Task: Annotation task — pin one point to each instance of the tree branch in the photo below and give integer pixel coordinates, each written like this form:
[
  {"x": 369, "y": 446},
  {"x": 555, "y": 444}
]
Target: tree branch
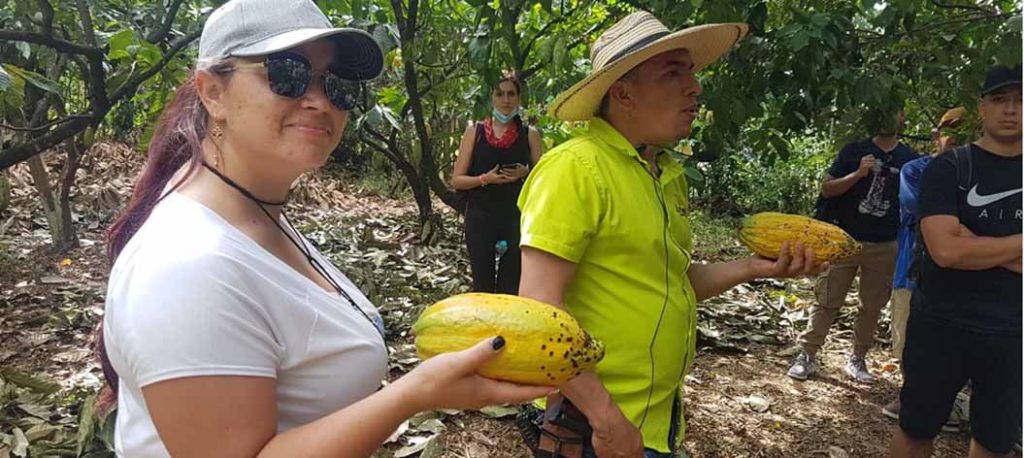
[
  {"x": 129, "y": 88},
  {"x": 97, "y": 75},
  {"x": 161, "y": 34},
  {"x": 55, "y": 43},
  {"x": 568, "y": 47},
  {"x": 47, "y": 11},
  {"x": 970, "y": 7},
  {"x": 44, "y": 126},
  {"x": 45, "y": 141}
]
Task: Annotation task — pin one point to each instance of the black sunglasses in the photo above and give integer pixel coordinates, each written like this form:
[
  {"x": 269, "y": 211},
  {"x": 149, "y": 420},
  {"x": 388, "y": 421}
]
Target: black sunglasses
[{"x": 291, "y": 75}]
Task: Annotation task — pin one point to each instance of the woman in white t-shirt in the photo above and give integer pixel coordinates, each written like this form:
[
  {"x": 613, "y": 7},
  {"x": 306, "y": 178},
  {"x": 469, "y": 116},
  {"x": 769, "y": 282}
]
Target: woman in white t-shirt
[{"x": 225, "y": 332}]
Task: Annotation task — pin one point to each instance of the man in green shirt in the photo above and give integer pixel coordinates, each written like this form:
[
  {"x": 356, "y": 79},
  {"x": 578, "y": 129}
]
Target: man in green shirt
[{"x": 606, "y": 235}]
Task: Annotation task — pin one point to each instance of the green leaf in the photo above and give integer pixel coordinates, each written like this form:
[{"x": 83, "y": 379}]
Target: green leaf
[
  {"x": 37, "y": 383},
  {"x": 24, "y": 48},
  {"x": 4, "y": 79},
  {"x": 558, "y": 51},
  {"x": 35, "y": 79},
  {"x": 87, "y": 423},
  {"x": 119, "y": 44},
  {"x": 694, "y": 177},
  {"x": 148, "y": 53},
  {"x": 799, "y": 40}
]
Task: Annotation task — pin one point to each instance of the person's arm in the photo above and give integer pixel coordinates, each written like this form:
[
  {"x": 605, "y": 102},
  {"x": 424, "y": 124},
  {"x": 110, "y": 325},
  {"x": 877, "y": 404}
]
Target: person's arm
[
  {"x": 460, "y": 179},
  {"x": 545, "y": 278},
  {"x": 218, "y": 416},
  {"x": 834, "y": 186},
  {"x": 712, "y": 280},
  {"x": 950, "y": 248}
]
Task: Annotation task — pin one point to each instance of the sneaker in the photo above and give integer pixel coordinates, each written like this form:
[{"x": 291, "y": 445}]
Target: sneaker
[
  {"x": 857, "y": 368},
  {"x": 960, "y": 415},
  {"x": 803, "y": 366},
  {"x": 892, "y": 410}
]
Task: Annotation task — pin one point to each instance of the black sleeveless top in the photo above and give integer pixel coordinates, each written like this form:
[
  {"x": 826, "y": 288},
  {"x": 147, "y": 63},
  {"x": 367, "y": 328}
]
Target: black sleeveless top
[{"x": 498, "y": 198}]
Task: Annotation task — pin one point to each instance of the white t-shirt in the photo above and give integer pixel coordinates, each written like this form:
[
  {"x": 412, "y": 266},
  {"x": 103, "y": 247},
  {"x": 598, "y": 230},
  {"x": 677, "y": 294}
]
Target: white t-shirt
[{"x": 193, "y": 295}]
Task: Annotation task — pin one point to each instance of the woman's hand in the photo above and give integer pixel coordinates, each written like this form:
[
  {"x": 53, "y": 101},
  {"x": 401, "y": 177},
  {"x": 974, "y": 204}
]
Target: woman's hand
[
  {"x": 496, "y": 176},
  {"x": 518, "y": 171},
  {"x": 450, "y": 381},
  {"x": 800, "y": 262}
]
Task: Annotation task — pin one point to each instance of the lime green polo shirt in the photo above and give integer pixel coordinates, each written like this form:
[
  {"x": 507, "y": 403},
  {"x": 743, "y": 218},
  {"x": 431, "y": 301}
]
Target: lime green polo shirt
[{"x": 593, "y": 201}]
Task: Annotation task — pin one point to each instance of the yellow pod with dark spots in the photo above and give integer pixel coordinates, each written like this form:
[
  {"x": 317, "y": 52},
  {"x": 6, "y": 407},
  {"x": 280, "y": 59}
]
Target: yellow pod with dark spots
[
  {"x": 765, "y": 233},
  {"x": 544, "y": 345}
]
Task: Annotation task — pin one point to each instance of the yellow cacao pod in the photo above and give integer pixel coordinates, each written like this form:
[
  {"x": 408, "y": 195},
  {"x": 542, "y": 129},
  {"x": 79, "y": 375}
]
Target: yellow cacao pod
[
  {"x": 544, "y": 345},
  {"x": 765, "y": 233}
]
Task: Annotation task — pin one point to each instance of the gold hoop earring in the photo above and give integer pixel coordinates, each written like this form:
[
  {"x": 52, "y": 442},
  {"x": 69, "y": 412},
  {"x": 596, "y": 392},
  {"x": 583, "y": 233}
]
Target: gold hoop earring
[{"x": 217, "y": 131}]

§ GOAL OF THE EXERCISE
Can you rewrite the items above, requests included, from the line containing "the yellow pod" through the end of the items, raising every coordinate in the answers by 17?

§ OUTPUT OF THE TASK
Task: Annotation task — pin one point to each instance of the yellow pod with dark spots in the photo above and give integer pixel coordinates, each written like this form:
[
  {"x": 317, "y": 52},
  {"x": 6, "y": 407},
  {"x": 280, "y": 59}
]
Target: yellow pod with dark spots
[
  {"x": 782, "y": 250},
  {"x": 561, "y": 362}
]
Task: Annotation task — pin one point to each instance of the yellow cacao pod in the photo above and give integer pixel coordinates, each written like this form:
[
  {"x": 408, "y": 195},
  {"x": 542, "y": 129},
  {"x": 79, "y": 375}
]
Target: yellow cacao pod
[
  {"x": 561, "y": 362},
  {"x": 782, "y": 250}
]
Task: Annotation task — pin one point to each instance of the gold hoop earring in the photo above and give integer pixel coordinates, each written like this form:
[
  {"x": 52, "y": 442},
  {"x": 69, "y": 412},
  {"x": 596, "y": 392},
  {"x": 583, "y": 233}
]
Target: gold hoop earring
[{"x": 234, "y": 148}]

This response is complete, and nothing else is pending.